═══ Material to process ═══
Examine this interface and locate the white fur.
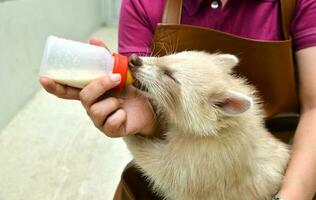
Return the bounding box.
[125,51,289,200]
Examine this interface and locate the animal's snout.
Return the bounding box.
[128,54,143,71]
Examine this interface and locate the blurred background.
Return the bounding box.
[0,0,131,200]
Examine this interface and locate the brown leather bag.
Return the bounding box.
[152,0,299,119]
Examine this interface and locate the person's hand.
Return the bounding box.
[40,39,156,137]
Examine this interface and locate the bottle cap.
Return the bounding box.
[112,53,134,91]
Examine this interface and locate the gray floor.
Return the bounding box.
[0,29,131,200]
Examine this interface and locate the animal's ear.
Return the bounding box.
[211,91,253,116]
[217,54,239,71]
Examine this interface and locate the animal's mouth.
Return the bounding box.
[133,79,148,93]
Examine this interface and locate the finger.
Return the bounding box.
[39,77,80,100]
[102,109,127,137]
[89,38,110,51]
[89,97,123,129]
[79,74,121,111]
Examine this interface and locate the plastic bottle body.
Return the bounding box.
[40,36,132,90]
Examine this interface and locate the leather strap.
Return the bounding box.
[162,0,182,24]
[162,0,296,39]
[280,0,296,40]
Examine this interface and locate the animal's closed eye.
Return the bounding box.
[163,69,179,83]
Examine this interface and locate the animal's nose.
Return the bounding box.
[128,54,143,71]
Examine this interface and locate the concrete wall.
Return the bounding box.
[0,0,102,129]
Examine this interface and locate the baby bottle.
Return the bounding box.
[40,36,134,91]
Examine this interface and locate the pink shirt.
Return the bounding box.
[119,0,316,55]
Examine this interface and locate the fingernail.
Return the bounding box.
[110,74,121,82]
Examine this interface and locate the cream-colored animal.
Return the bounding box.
[125,51,289,200]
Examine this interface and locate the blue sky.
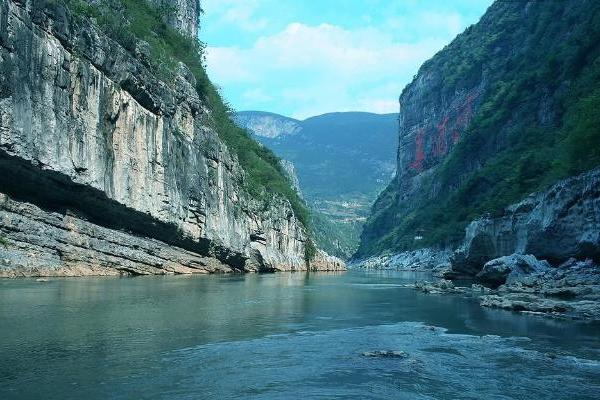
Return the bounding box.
[200,0,492,119]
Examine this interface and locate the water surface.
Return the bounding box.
[0,272,600,400]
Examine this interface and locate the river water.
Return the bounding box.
[0,272,600,400]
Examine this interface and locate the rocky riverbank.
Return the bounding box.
[0,0,343,276]
[411,255,600,321]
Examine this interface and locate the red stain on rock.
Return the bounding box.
[410,128,425,171]
[434,117,449,157]
[452,93,479,144]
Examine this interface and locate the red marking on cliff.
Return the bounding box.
[410,128,425,171]
[434,117,449,157]
[452,93,479,144]
[452,130,460,144]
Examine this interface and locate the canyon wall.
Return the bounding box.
[0,0,342,275]
[354,0,600,261]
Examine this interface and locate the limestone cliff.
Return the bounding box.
[355,0,600,259]
[0,0,344,275]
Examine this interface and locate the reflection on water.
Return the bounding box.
[0,271,600,399]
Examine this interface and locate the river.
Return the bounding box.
[0,271,600,400]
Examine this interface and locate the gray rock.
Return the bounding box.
[452,168,600,276]
[477,254,550,286]
[0,0,342,275]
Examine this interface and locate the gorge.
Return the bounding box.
[0,0,600,400]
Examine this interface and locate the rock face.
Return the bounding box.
[476,254,550,286]
[309,250,346,271]
[452,168,600,275]
[354,0,600,258]
[0,0,342,275]
[235,111,398,259]
[159,0,200,38]
[235,111,302,139]
[350,248,452,271]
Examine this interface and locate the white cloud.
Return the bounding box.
[207,22,446,117]
[242,88,273,104]
[202,0,269,32]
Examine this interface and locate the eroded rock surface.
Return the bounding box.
[0,0,342,275]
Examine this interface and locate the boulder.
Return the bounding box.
[476,254,550,286]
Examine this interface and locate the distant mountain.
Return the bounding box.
[235,111,398,257]
[235,111,302,139]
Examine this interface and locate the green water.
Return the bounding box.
[0,272,600,400]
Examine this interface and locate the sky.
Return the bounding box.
[200,0,492,119]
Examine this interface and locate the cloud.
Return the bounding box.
[203,0,269,32]
[207,22,445,117]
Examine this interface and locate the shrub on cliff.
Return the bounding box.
[61,0,310,253]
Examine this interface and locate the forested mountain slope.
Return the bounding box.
[355,0,600,259]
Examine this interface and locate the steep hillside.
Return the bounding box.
[356,0,600,258]
[236,111,398,258]
[0,0,337,276]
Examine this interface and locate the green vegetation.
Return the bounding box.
[63,0,314,256]
[312,210,363,260]
[361,0,600,254]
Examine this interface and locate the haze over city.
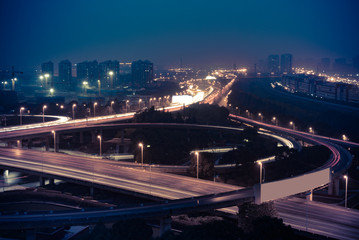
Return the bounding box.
[0,0,359,68]
[0,0,359,240]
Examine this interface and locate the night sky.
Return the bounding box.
[0,0,359,68]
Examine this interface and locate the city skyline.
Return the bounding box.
[0,0,359,68]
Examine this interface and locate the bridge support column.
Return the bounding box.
═══
§ **Your instructions**: Locate every line of the data above that contains the word "animal" and copy each of those lines in full.

§ **Final result**:
Examine this interface and locate the animal's snout.
Examine this interface and locate the animal's ear.
Examine this interface and locate the animal's mouth.
Examine this interface and locate the animal's closed eye.
Examine this interface and locate the animal's nose.
Examine this interface and locate the cream-colored animal.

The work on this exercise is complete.